Exercise requirements: Copy out the listing below, replacing each "locate" with "find" and keeping everything else the same. Leave the pictures out.

The input:
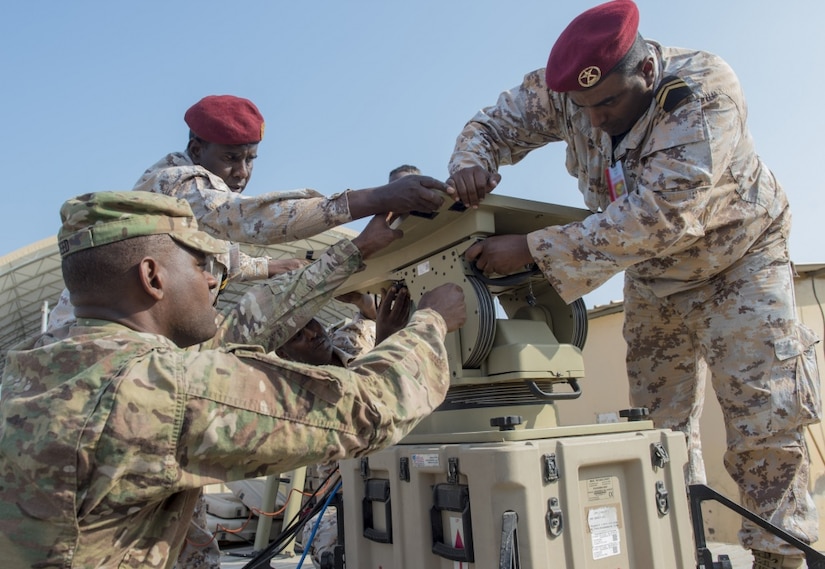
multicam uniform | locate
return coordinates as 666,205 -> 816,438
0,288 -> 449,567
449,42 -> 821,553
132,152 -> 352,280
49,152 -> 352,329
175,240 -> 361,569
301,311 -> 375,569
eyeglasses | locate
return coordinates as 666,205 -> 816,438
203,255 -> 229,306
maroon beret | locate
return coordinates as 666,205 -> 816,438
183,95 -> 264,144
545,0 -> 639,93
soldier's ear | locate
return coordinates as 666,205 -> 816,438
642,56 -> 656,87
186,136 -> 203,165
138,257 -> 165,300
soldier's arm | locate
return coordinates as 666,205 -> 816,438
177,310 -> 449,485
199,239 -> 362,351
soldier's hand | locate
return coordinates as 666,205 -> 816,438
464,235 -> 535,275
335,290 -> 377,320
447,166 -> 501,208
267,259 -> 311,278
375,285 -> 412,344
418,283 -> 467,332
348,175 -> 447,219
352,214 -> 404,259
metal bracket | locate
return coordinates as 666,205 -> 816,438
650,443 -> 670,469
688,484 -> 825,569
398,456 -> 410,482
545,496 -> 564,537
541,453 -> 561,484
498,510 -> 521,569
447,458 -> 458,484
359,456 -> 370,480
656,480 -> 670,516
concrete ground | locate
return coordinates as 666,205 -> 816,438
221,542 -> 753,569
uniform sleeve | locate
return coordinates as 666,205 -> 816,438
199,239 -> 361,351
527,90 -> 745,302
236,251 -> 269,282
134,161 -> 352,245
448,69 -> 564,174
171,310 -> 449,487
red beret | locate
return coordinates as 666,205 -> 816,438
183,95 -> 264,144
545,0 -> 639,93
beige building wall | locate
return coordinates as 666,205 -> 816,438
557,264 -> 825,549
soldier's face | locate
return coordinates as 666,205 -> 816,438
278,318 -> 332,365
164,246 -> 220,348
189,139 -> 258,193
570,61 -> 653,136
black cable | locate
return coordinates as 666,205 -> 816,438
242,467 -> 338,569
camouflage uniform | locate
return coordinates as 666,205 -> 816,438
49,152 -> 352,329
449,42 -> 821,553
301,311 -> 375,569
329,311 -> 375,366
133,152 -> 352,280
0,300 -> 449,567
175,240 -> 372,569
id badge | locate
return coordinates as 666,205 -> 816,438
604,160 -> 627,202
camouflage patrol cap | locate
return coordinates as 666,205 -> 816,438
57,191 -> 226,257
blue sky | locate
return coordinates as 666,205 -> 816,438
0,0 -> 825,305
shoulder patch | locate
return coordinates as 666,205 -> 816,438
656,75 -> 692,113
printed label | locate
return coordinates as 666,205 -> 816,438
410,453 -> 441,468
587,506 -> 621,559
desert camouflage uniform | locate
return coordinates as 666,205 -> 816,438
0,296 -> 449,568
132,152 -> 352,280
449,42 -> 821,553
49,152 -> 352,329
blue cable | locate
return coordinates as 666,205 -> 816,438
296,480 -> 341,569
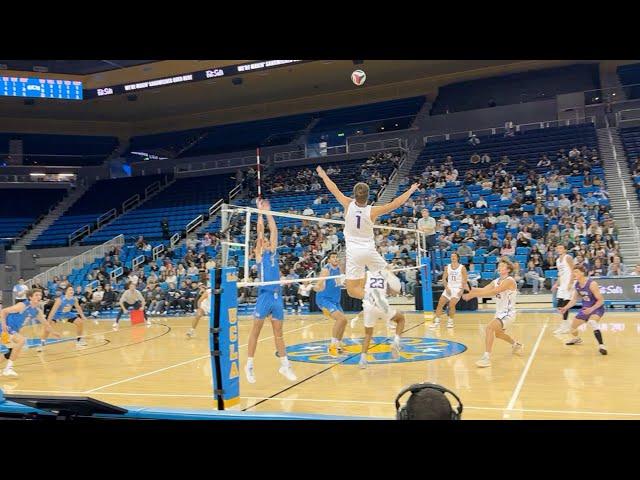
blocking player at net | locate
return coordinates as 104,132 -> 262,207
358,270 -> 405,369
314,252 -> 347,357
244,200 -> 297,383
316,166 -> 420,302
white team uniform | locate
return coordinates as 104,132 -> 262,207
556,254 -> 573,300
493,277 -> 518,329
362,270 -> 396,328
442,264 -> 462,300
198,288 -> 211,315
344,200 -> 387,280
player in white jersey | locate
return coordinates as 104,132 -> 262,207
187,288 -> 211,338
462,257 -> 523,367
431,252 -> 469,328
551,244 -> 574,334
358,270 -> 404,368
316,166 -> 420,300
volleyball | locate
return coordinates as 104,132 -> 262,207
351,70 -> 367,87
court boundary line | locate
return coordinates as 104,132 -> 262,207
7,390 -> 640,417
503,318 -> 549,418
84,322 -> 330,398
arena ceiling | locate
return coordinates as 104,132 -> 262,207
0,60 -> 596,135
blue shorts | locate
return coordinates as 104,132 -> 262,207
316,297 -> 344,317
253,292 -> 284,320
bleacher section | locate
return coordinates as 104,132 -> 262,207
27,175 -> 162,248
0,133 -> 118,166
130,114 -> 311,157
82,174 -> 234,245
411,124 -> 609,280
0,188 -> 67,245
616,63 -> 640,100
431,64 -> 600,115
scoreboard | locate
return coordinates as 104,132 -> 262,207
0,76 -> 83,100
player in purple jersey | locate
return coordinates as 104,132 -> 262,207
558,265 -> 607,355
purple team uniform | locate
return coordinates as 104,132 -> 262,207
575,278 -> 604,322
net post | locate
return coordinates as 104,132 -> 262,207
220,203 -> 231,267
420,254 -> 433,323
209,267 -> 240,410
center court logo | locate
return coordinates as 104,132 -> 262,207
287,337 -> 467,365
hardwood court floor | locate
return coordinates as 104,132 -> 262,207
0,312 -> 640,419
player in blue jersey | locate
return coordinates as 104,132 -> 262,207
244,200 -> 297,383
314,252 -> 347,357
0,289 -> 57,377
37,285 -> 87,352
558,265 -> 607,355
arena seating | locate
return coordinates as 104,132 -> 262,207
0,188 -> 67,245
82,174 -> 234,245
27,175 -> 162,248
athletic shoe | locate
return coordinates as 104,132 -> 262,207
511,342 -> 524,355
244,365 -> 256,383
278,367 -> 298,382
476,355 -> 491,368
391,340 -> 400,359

Result below:
multicam uniform | find
return coordinates as 666,205 -> 816,438
0,288 -> 449,567
449,42 -> 821,553
132,152 -> 352,280
49,152 -> 352,329
175,240 -> 361,569
301,311 -> 375,569
eyeglasses | find
return coordinates as 666,205 -> 816,438
203,255 -> 229,306
maroon beret | find
return coordinates as 666,205 -> 816,438
183,95 -> 264,144
545,0 -> 639,93
soldier's ear | find
return coordinates as 666,205 -> 816,438
642,56 -> 656,87
186,136 -> 203,165
138,257 -> 165,300
soldier's arm | find
return coordinates as 666,205 -> 816,438
177,310 -> 449,485
199,239 -> 362,351
soldier's hand | find
return coordinates as 666,205 -> 816,438
464,235 -> 535,275
335,290 -> 377,320
447,166 -> 501,208
267,259 -> 311,278
375,285 -> 412,344
418,283 -> 467,332
348,175 -> 447,219
352,214 -> 404,259
metal bracket | find
return coordinates as 666,205 -> 816,438
650,443 -> 670,469
688,484 -> 825,569
398,456 -> 410,482
545,496 -> 564,537
541,453 -> 561,484
498,510 -> 521,569
447,458 -> 458,484
359,456 -> 370,480
656,480 -> 670,516
concrete ground | find
return coordinates as 666,205 -> 816,438
221,542 -> 753,569
uniform sleeve | find
return coordinates as 666,205 -> 816,438
199,239 -> 361,351
527,90 -> 745,302
236,251 -> 269,282
134,161 -> 352,245
448,69 -> 564,174
171,310 -> 449,487
red beret | find
return coordinates as 666,205 -> 816,438
183,95 -> 264,144
545,0 -> 639,93
beige building wall | find
return coordinates as 666,205 -> 816,438
557,264 -> 825,549
soldier's face | find
return coordinates as 666,205 -> 816,438
278,318 -> 332,365
164,246 -> 220,348
189,139 -> 258,193
570,61 -> 653,136
black cable | find
return coordinates as 666,205 -> 816,438
242,467 -> 338,569
camouflage uniform | find
return coordinates as 666,205 -> 816,438
49,152 -> 352,329
449,42 -> 821,553
301,311 -> 375,569
329,311 -> 375,366
133,152 -> 352,280
0,300 -> 449,567
175,240 -> 372,569
id badge | find
return coordinates as 666,205 -> 816,438
604,160 -> 627,202
camouflage patrol cap | find
return coordinates as 666,205 -> 816,438
57,191 -> 226,257
blue sky | find
return coordinates as 666,205 -> 816,438
0,0 -> 825,305
shoulder patch | find
return coordinates as 666,205 -> 816,438
656,75 -> 692,113
printed label | find
return coordinates as 666,205 -> 816,438
410,453 -> 441,468
587,506 -> 621,559
desert camouflage uniform | find
return coordinates as 666,205 -> 816,438
0,296 -> 449,568
132,152 -> 352,280
449,42 -> 821,553
49,152 -> 352,329
blue cable | find
return coordinates as 666,205 -> 816,438
296,480 -> 341,569
blocking player at net | find
return coordinates as 104,132 -> 262,207
358,270 -> 405,369
314,252 -> 347,357
244,200 -> 297,383
316,166 -> 420,302
white team uniform | find
return coordinates as 104,132 -> 262,207
556,254 -> 573,300
493,277 -> 518,329
362,270 -> 396,328
442,264 -> 462,300
198,288 -> 211,315
344,200 -> 387,280
player in white jersey | find
return coordinates as 104,132 -> 262,207
187,288 -> 211,338
462,257 -> 523,367
431,252 -> 469,328
551,244 -> 574,334
358,270 -> 404,368
316,166 -> 420,300
volleyball | find
return coordinates as 104,132 -> 262,207
351,70 -> 367,87
court boundary line | find
return coordinates as 104,132 -> 262,207
7,390 -> 640,417
503,318 -> 549,418
84,322 -> 330,398
arena ceiling | find
return coordinates as 104,132 -> 262,207
0,60 -> 596,135
blue shorts | find
return coordinates as 104,132 -> 262,207
316,297 -> 344,317
253,292 -> 284,320
bleacher section | find
return coordinates as 104,132 -> 262,207
27,175 -> 162,248
0,133 -> 118,166
130,114 -> 311,157
82,174 -> 234,245
411,124 -> 609,280
0,188 -> 67,245
616,63 -> 640,100
431,64 -> 600,115
scoreboard | find
return coordinates as 104,132 -> 262,207
0,76 -> 83,100
player in purple jersey | find
return coordinates as 104,132 -> 262,207
558,265 -> 607,355
purple team uniform | find
return coordinates as 104,132 -> 262,207
575,278 -> 604,322
net post | find
return coordinates as 104,132 -> 262,207
220,203 -> 231,267
420,254 -> 433,323
209,267 -> 240,410
center court logo | find
return coordinates as 104,132 -> 262,207
287,337 -> 467,365
hardwood court floor | find
return coordinates as 104,132 -> 262,207
0,312 -> 640,419
player in blue jersey | find
return coordinates as 104,132 -> 262,207
244,200 -> 297,383
314,252 -> 347,357
0,289 -> 57,377
37,285 -> 87,352
558,265 -> 607,355
arena seating | find
return coordinates as 104,132 -> 262,207
0,188 -> 67,245
82,174 -> 234,245
27,175 -> 162,248
athletic shoe | find
return coordinates as 104,132 -> 262,207
511,342 -> 524,355
244,365 -> 256,383
278,367 -> 298,382
476,355 -> 491,368
391,340 -> 400,359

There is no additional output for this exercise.